-- Begin Data records --

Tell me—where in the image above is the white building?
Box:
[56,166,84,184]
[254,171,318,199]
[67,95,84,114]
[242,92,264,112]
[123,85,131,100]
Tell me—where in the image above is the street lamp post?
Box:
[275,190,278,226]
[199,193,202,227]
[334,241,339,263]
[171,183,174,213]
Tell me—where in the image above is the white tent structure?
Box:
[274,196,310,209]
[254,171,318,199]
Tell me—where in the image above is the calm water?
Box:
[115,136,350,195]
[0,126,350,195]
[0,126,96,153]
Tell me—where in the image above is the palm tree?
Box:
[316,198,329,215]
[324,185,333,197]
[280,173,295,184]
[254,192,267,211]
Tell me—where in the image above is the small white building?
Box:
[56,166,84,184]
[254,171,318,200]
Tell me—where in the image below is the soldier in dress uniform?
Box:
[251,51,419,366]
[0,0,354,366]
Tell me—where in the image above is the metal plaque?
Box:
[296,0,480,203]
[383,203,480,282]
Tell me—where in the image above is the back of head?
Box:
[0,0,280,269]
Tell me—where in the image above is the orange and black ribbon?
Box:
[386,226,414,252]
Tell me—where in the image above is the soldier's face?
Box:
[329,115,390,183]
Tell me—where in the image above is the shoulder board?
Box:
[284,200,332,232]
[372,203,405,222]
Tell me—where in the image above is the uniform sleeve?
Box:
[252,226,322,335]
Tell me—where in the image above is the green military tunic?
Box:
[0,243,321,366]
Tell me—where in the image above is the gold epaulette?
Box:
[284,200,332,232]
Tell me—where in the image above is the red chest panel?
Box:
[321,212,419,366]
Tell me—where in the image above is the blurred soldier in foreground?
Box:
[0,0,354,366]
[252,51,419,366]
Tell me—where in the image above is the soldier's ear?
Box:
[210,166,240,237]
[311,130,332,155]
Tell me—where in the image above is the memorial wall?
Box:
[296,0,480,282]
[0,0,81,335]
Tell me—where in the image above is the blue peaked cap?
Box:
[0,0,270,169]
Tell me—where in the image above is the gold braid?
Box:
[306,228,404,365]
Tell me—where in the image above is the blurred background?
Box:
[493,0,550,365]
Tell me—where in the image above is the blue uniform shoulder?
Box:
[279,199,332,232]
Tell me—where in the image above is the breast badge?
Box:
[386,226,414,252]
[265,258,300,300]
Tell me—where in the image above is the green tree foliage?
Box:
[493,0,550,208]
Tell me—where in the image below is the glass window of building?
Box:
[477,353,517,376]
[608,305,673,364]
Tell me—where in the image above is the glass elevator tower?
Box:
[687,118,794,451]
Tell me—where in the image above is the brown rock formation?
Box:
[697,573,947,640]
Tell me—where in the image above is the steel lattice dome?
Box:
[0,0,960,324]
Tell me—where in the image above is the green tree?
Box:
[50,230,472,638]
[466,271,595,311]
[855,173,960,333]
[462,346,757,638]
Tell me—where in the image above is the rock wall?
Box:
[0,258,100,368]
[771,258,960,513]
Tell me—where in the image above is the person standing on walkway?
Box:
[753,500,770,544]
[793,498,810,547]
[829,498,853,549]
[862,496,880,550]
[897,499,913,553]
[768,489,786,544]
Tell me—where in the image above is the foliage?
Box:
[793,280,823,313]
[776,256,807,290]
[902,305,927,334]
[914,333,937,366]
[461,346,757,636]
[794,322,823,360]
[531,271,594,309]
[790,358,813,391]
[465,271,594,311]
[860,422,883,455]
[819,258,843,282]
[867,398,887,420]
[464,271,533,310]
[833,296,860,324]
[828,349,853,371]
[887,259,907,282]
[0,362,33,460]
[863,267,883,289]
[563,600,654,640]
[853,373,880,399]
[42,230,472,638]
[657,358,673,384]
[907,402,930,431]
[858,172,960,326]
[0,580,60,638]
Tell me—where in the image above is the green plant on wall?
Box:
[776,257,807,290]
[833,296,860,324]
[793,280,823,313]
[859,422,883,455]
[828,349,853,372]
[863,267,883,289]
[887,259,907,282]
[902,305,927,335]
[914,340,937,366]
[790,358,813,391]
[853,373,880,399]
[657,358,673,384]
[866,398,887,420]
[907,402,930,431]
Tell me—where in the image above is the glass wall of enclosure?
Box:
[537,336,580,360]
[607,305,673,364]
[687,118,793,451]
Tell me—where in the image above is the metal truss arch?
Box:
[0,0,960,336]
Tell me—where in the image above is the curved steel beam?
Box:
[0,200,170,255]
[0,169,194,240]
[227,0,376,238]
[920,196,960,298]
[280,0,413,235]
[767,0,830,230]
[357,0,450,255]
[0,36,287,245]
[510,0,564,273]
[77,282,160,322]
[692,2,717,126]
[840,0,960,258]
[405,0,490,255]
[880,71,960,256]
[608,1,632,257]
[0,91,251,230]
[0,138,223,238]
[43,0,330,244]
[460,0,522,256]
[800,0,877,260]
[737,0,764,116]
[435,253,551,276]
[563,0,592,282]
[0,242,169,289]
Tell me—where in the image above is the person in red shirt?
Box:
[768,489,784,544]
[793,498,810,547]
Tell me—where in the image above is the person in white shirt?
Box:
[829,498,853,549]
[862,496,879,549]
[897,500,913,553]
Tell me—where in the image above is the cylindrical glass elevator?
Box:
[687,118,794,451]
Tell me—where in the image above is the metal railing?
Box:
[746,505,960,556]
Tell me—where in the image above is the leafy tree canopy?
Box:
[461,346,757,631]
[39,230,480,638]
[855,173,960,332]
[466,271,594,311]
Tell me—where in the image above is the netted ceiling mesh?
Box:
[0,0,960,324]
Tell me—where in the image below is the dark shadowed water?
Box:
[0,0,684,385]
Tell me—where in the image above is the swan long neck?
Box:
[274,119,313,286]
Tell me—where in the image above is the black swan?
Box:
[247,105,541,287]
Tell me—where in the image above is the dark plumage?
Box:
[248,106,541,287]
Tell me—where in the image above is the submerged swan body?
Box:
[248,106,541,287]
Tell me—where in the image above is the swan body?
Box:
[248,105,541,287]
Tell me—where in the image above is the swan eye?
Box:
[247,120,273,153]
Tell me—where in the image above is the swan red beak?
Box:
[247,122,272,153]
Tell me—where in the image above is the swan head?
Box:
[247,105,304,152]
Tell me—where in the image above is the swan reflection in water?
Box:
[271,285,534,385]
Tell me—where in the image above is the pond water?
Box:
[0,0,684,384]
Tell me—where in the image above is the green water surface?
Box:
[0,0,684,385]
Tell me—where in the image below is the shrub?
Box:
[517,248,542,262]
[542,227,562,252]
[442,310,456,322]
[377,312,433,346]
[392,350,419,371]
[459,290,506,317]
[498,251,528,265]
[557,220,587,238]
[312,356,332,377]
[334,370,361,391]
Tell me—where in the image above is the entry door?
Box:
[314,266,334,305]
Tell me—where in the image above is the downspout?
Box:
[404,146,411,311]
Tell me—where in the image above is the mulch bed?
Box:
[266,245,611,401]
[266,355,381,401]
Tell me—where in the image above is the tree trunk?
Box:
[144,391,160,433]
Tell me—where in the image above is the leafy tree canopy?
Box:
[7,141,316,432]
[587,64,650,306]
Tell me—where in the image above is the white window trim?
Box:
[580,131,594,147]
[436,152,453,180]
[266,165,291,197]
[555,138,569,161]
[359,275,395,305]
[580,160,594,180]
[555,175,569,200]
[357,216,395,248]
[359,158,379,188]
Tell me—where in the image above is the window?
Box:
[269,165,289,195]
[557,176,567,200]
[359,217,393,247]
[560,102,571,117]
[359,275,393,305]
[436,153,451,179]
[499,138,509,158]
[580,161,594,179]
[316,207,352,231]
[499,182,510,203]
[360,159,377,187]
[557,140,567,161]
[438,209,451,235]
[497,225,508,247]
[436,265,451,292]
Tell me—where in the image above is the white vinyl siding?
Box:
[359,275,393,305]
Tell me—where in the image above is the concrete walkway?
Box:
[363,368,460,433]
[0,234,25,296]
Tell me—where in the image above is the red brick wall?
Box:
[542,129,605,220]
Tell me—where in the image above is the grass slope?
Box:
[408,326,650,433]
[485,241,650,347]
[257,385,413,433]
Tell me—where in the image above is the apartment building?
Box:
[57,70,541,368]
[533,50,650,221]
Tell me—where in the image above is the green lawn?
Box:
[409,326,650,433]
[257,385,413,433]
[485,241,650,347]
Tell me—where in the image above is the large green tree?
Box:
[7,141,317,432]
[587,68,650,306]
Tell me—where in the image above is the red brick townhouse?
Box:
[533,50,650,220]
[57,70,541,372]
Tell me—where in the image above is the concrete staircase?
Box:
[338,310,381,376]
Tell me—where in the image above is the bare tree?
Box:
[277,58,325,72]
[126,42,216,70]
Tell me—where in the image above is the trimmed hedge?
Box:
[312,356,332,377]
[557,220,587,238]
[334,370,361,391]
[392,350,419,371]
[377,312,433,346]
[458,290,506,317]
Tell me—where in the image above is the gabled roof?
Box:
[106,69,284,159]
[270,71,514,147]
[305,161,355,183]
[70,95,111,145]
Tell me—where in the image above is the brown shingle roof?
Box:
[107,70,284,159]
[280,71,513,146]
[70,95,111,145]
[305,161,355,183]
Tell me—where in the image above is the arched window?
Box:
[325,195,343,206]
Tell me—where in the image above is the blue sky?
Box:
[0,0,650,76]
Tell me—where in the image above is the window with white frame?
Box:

-- End Data records --

Retype the lines from the one containing "Tell me—where in the image above is the memorial" through the one containing "[0,580,60,638]", including both of those lines.

Tell me—where in the image above is the memorial wall?
Box:
[296,0,480,282]
[0,0,81,335]
Tell me—where in the image above is the blue peaked cap?
Box:
[0,0,270,169]
Tell me—where in the image above is the gold braid?
Box:
[306,228,404,365]
Tell me—where in the image above is the blurred background?
Box:
[493,0,550,365]
Tell me—where in the image above is the blue uniform shoulder?
Box:
[279,199,332,232]
Tell me—where in the image above is the breast badge?
Box:
[386,226,414,252]
[265,258,300,300]
Tell me—where in the image above is the green tree foliage?
Box:
[493,0,550,208]
Tell me—where in the image below is the glass window of building?
Box:
[477,353,517,376]
[608,305,673,364]
Tell me—where in the image above is the glass elevator tower?
Box:
[687,118,794,451]
Tell me—where in the image above is the brown rock formation?
Box:
[697,573,947,640]
Tell me—where in the image above is the steel lattice dome?
Box:
[0,0,960,324]
Tell me—where in the image above is the green tree?
Box:
[50,230,472,638]
[466,271,595,311]
[855,173,960,333]
[462,346,757,638]
Tell me—where in the image above is the rock wall?
Box:
[0,258,100,368]
[771,258,960,513]
Tell me—where in the image above is the person standing on walkway?
Box:
[753,500,770,544]
[793,498,810,547]
[829,498,853,549]
[862,496,880,550]
[897,499,913,553]
[768,489,786,544]
Tell me—where in the image above is the foliage?
Box:
[793,280,823,313]
[776,256,807,290]
[902,305,927,334]
[914,333,937,366]
[461,346,757,636]
[794,322,823,360]
[531,271,594,309]
[790,358,813,391]
[465,271,594,311]
[860,422,883,455]
[819,258,843,282]
[867,398,887,420]
[464,271,533,310]
[833,296,860,324]
[828,349,853,371]
[887,259,907,282]
[0,362,33,460]
[863,267,883,289]
[563,600,654,640]
[853,373,880,399]
[42,230,472,638]
[657,358,673,384]
[907,402,930,431]
[858,172,960,326]
[0,580,60,638]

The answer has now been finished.